---------- Records to use

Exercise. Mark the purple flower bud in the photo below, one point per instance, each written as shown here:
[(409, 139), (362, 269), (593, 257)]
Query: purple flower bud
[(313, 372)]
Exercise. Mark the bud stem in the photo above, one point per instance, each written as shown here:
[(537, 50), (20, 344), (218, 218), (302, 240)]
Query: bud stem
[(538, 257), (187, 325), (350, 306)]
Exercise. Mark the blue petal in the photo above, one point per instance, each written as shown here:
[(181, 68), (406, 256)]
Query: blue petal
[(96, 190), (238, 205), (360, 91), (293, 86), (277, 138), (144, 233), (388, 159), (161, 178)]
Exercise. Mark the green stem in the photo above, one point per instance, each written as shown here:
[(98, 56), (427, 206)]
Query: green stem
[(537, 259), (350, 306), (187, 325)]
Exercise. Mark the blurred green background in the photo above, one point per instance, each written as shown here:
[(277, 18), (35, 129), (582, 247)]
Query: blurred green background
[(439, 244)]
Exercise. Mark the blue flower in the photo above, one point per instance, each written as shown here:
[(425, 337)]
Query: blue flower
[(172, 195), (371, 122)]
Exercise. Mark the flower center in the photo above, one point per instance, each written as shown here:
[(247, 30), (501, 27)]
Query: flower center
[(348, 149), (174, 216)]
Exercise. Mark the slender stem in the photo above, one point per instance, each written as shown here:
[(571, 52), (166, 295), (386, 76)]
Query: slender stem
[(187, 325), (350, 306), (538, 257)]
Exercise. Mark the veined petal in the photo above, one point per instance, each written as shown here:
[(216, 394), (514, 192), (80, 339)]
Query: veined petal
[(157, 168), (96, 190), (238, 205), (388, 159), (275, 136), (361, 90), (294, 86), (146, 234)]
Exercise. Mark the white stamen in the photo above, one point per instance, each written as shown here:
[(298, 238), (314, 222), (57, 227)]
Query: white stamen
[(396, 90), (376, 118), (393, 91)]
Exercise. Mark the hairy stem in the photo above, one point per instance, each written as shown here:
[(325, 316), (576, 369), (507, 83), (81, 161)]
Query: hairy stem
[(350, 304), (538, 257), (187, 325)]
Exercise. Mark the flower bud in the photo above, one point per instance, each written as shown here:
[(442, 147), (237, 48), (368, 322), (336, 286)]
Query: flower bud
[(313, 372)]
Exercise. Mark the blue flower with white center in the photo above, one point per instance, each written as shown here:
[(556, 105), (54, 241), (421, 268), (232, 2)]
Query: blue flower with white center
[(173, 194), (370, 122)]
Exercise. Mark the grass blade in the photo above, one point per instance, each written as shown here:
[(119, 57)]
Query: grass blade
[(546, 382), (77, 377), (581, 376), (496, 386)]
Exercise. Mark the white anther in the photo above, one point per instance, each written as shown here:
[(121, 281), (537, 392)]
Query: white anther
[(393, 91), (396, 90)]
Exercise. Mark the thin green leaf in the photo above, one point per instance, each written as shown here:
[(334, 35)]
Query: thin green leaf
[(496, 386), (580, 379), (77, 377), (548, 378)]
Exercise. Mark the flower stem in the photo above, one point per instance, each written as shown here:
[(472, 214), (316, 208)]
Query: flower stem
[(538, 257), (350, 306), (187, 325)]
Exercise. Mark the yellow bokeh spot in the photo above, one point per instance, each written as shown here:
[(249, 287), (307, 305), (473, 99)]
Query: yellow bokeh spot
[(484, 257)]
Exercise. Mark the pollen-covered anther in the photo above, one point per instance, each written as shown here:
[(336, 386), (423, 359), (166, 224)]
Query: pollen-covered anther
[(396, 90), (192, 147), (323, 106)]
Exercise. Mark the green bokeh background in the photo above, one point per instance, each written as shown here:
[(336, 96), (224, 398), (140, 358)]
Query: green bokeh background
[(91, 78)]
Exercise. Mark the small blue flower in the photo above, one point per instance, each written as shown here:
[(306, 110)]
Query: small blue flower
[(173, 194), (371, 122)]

--------------------

Return the lines exactly, starting with the line that contains "Exercise. Mark the grass" and going on through the last line of the dataset items.

*The completed task*.
Exercise. Mark the grass blade in the photo above, one point per instance, each written as shown here:
[(119, 57)]
Query: grass blade
[(546, 382), (77, 377), (581, 376), (496, 386)]
Exercise. Mark the white anther in the photo above, one point per instance, each written as shown here:
[(121, 281), (537, 392)]
Query: white anther
[(393, 91), (396, 90)]
Exercise. Mark the thin green leaf in the photo above, one point per instance, each written as shown here:
[(334, 35)]
Query: thin green leaf
[(496, 386), (580, 379), (77, 377), (548, 378)]
Exercise. Mark the flower stem in the photo above, one point per instance, each written as shown here:
[(472, 214), (316, 208)]
Query: flower stem
[(538, 257), (350, 306), (187, 325)]
Exercise. Mark the yellow bokeh spot in the photo above, one point per instance, each written as shown here:
[(249, 287), (307, 305), (473, 99)]
Query: yellow bokeh spot
[(484, 257)]
Exercise. Mark the pollen-covered anther in the photo above, one point per instance, each written as shown here:
[(336, 386), (423, 359), (166, 224)]
Query: pollen-covered anther
[(396, 90), (192, 147), (323, 106)]
Exercise. Mark the green bokeh background in the photo above, one point per instance, each written as shown here:
[(336, 96), (224, 398), (140, 358)]
Query: green bokeh background
[(91, 78)]
Exercise. Mark the small blue flower in the photo above, one point per instance, each written as shown here:
[(306, 110)]
Query: small blue flower
[(173, 194), (371, 122)]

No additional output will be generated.